#### Exercise task 1:
List every distinct version number that appears in the post below about the machine lockup.

#### Source document:
Complete machine lockup, v3.4.2

Laurent Chouinard <laurent.chouinard@xxxxxxxxxxx> · Tue, 18 Feb 2014 08:12:33 -0500

Hi everyone,

We’ve been using 3.3.2 for a while, and recently started to migrate to 3.4.2. We run on platform CentOS 6.5 for 3.4.2 (while 3.3.2 were installed on CentOS 6.4)

Recently, we’ve have a very scary condition happen and we do not know exactly the cause of it.

We have a 3 nodes cluster with a replication factor of 3. Each node has one brick, which is made out of one RAID0 volume, comprised of multiple SSDs.

Following some read/write errors, nodes 2 and 3 have completely locked. Nothing could be done physically (nothing on the screen, nothing by SSH), physical power cycle had to be done. Node 1 was still accessible, but its fuse client rejected most if not all reads and writes.

Has anyone experienced something similar?

#### Exercise task 2:
Reproduce every line of the listing below, including the request. Scale each point coordinate in the answer by 1.15, rounding to the nearest whole number with halves rounded up.

#### Supplied records:
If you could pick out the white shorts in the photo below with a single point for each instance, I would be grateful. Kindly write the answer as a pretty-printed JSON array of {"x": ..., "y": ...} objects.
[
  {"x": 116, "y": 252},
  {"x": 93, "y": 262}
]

#### Answer 1:
- 3.4.2
- 3.3.2
- 6.5
- 6.4

#### Answer 2:
If you could pick out the white shorts in the photo below with a single point for each instance, I would be grateful. Kindly write the answer as a pretty-printed JSON array of {"x": ..., "y": ...} objects.
[
  {"x": 133, "y": 290},
  {"x": 107, "y": 301}
]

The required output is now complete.